Text:

Personal information
- Born: May 4, 1973 (age 53) Houston, Texas, U.S.
- Listed height: 6 ft 2 in (1.88 m)
- Listed weight: 195 lb (88 kg)

Career information
- Position: Wide receiver (No. 81)
- High school: Compton (Compton, California)
- College: USC
- NFL draft: 1995: 5th round, 166th overall pick

Career history

Playing
- 1995: Dallas Cowboys
- 1997: Oakland Raiders*
- 1998: Denver Broncos*
- 1998: Oakland Raiders*
- 1999–2006: Edmonton Eskimos
- * Offseason or practice squad member only

Operations
- 2007–2008: Edmonton Eskimos (West Coast scout)
- 2009–2012: Edmonton Eskimos (Head scout)
- 2013–2016: Edmonton Eskimos (GM)
- 2017–2020: BC Lions (GM)
- 2022–2023: Hamilton Tiger-Cats (Assistant GM)
- 2024: Hamilton Tiger-Cats (GM)
- 2025–present: Edmonton Elks (GM)

Awards and highlights
- Track All-American (1994); 3× Grey Cup champion (2003, 2005, 2015); Super Bowl champion (XXX); 2× CFL All-Star (2001, 2003); 2× CFL West All-Star (2001, 2003);

= Ed Hervey =

American gridiron football player and executive (born 1973)

Edward Hervey (born May 4, 1973) is an American professional football executive and former player who is the general manager for the Edmonton Elks of the Canadian Football League (CFL). He played as a wide receiver in the CFL for the Edmonton Eskimos for eight years and also served as general manager of the Eskimos from 2013 through 2016, winning the 103rd Grey Cup to conclude the 2015 CFL season. He was later the general manager for the BC Lions from 2017 to 2020 and for the Hamilton Tiger-Cats in 2024. He played college football for the USC Trojans.

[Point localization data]
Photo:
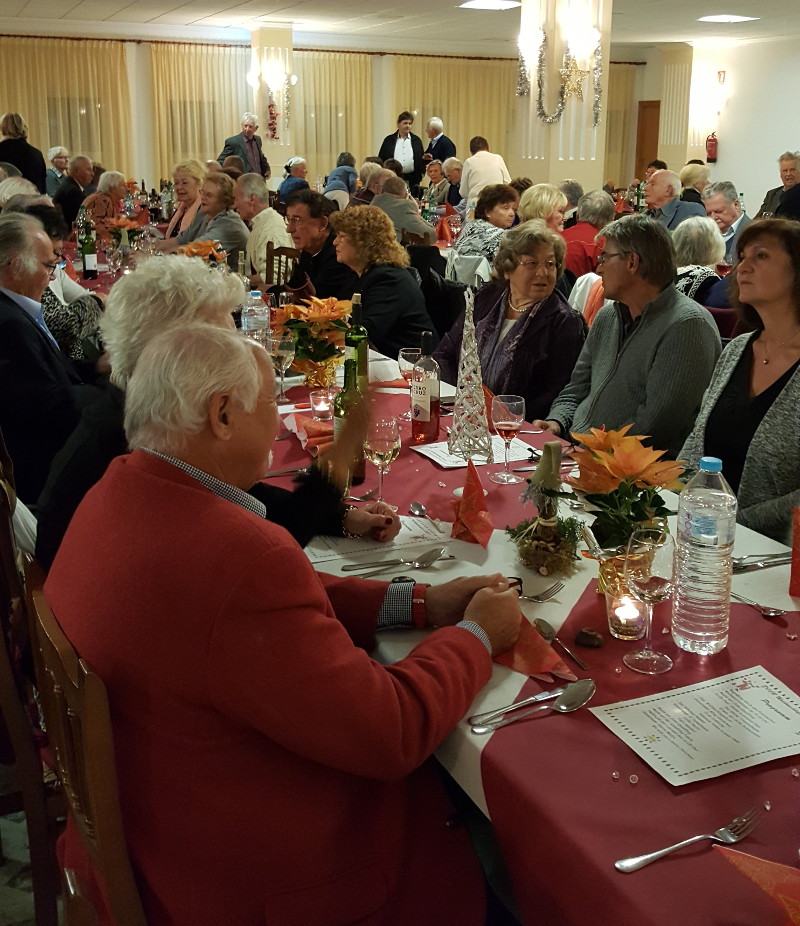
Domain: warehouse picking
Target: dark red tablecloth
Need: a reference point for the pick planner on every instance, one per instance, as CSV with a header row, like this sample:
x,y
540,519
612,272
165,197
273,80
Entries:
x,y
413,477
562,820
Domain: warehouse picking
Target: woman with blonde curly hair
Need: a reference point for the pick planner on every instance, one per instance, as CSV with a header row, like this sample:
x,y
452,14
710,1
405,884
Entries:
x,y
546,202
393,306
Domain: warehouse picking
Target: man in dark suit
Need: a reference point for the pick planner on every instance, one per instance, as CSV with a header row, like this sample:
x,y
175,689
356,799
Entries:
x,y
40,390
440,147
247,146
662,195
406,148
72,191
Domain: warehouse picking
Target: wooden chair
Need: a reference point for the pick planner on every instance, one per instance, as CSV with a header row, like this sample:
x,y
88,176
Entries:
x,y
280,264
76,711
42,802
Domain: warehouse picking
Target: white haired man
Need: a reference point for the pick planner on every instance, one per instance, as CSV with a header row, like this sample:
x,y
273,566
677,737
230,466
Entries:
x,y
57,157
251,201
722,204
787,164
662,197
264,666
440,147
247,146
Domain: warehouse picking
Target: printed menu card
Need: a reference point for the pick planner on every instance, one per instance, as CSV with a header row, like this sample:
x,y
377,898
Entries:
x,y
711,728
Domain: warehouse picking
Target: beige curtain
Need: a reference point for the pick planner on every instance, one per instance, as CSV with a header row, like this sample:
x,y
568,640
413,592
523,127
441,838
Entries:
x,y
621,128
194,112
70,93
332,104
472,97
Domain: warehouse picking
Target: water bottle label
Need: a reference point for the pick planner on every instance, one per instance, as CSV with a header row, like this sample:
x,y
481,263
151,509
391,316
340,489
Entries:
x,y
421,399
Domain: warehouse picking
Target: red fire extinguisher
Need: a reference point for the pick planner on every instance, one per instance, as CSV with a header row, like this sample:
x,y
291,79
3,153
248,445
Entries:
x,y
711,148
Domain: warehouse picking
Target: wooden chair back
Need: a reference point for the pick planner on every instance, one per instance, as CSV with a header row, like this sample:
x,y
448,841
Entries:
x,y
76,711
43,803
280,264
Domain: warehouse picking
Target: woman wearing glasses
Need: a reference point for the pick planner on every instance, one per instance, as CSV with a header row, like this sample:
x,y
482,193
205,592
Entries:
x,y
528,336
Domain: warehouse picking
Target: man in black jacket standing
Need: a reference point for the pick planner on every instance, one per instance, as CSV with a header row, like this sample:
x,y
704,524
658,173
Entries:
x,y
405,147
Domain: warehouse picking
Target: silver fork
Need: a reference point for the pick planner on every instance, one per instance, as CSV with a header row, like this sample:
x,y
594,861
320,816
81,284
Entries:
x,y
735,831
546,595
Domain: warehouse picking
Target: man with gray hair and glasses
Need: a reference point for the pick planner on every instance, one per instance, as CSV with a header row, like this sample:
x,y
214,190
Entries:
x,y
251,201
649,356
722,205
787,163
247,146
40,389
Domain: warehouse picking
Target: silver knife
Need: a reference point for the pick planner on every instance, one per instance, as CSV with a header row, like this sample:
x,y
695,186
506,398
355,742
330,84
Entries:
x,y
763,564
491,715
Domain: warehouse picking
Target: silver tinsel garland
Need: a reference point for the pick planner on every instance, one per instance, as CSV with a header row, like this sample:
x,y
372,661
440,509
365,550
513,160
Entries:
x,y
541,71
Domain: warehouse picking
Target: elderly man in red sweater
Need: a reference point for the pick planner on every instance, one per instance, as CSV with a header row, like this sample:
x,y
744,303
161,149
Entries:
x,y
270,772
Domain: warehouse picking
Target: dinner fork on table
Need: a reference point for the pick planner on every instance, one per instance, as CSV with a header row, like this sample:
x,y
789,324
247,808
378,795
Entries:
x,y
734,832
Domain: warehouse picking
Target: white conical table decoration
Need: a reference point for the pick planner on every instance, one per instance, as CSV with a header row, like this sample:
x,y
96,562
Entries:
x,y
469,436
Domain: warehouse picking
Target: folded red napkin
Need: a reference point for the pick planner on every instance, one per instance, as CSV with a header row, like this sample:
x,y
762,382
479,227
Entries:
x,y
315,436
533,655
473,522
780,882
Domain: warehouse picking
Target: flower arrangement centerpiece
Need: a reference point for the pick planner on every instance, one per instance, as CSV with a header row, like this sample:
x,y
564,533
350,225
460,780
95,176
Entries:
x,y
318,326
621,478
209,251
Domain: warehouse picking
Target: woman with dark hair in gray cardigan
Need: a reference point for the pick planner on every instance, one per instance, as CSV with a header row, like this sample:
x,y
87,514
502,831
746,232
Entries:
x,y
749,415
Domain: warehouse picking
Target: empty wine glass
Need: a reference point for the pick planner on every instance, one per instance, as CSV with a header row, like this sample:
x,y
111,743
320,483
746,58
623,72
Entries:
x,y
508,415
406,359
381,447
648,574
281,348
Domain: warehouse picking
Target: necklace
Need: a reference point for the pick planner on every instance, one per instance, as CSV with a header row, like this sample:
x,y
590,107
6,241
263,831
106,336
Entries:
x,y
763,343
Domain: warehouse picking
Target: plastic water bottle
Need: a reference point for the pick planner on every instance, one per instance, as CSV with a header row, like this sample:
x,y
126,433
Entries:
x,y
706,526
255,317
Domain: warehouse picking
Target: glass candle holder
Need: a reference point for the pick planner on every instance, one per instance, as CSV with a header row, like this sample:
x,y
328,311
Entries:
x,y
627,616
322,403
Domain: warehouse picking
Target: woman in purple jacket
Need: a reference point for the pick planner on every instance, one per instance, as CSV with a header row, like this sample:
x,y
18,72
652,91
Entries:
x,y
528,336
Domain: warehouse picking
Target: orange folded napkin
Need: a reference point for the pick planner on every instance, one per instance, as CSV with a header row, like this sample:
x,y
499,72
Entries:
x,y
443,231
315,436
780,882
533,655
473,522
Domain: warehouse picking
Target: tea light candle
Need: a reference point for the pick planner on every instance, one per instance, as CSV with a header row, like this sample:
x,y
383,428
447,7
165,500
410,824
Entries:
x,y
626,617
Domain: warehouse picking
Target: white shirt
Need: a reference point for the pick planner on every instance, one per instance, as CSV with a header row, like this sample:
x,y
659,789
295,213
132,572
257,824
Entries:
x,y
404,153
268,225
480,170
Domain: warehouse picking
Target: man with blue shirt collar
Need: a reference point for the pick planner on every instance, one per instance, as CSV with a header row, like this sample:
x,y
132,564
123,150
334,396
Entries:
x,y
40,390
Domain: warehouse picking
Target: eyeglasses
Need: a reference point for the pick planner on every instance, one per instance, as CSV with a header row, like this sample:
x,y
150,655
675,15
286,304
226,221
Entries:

Task details:
Using the profile of Ed Hervey above, state whether each statement agrees with it: (a) he played college football for USC; (b) he was general manager of the BC Lions in 2021; (c) he was selected in the third round of the NFL draft. Answer yes or no for each, quoting the deciding words of the profile.

Finished exercise:
(a) Yes: "He played college football for the USC Trojans."
(b) No: "He was later the general manager for the BC Lions from 2017 to 2020"
(c) No: "1995: 5th round, 166th overall pick"